DATA PROVIDED:
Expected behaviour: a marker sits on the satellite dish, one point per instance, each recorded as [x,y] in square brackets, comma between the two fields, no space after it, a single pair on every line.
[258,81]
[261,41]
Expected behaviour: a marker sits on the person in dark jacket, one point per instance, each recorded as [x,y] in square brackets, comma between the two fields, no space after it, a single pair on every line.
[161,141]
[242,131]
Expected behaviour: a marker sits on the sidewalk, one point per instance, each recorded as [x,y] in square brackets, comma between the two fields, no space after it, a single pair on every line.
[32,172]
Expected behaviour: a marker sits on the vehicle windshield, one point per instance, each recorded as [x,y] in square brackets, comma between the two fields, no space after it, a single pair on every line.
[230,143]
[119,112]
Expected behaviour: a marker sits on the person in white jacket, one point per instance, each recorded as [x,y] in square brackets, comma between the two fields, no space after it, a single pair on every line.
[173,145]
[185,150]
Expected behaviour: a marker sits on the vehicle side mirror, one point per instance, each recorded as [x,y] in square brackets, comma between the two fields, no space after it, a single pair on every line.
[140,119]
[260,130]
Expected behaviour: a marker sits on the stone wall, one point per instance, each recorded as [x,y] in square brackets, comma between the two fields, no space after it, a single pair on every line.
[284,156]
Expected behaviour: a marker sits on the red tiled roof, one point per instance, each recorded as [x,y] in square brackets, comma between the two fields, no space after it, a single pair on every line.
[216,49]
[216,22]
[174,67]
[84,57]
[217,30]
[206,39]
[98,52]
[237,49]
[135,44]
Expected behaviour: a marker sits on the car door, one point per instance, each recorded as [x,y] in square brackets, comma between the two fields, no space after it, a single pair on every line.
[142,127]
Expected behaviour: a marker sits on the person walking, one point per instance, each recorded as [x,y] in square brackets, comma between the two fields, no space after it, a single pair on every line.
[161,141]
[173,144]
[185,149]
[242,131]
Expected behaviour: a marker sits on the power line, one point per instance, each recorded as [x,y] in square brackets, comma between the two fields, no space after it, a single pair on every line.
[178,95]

YOUR OBJECTIVE: Exactly as they stand above, retype all of the records.

RESPONSE AREA:
Expected behaviour: a marker sits on the satellite dish, one point per instance, each recorded as [x,y] in square brackets, comma between the two fields, no space after it, a single pair on every line.
[258,81]
[261,41]
Expected behaviour: a marker sits on the person in dark jacket, one point per instance, each recorded as [x,y] in square brackets, comma between the two fields, no space after it, a single pair on every line.
[161,141]
[242,131]
Expected behaviour: a marker sits on the sidewalk, one point per instance, each recorded as [x,y] in square brackets, comma between the two fields, no space after it, a single pair on every line.
[32,172]
Expected behaviour: a marker sits on the vehicle windshield, one point per instance, each recorded as [x,y] in square brackets, comma between the two fields, no space after it, a single pair on every line.
[230,143]
[119,112]
Expected behaviour: a marker sits on the person in white jacket, one point per instance, each recorded as [x,y] in square brackets, comma between the two fields, no space after it, a single pair on every line.
[173,145]
[185,150]
Expected behaviour: a marker sits on the vehicle side mirror, one point per instance, each recorded as [x,y] in square brackets, comma between the two fields, no space after it, a single pair on every line.
[140,119]
[260,130]
Expected behaviour: a marker sits on the stone wall, one point per instance, each recorded as [x,y] in square brackets, comma between the two fields, no space after it, a single pair on every line.
[284,156]
Expected behaviour: a marker sits on the red tiled roof, one point per instance, each recorded as [x,y] in square brackets, comma between the two fields, no space after it, a single pair on every line.
[216,49]
[216,22]
[174,67]
[84,57]
[217,30]
[206,39]
[98,52]
[237,49]
[135,44]
Expected behaviour: a marker sits on the car door, one point per instance, each recorded as [x,y] in square brackets, comma between the two fields, no space after it, a single pair on every line.
[142,127]
Expected behaviour: a marker sits on the person walking, one point per instance, each recorded as [x,y] in square brackets, comma between the two fields, no space after it, a single pair on every line.
[161,141]
[173,144]
[185,149]
[242,131]
Expected behaviour: a marker sits on the power line, one point per instance, each recorded as [x,y] in square brackets, comma between the two fields, no space after it, a single pair on every line.
[178,95]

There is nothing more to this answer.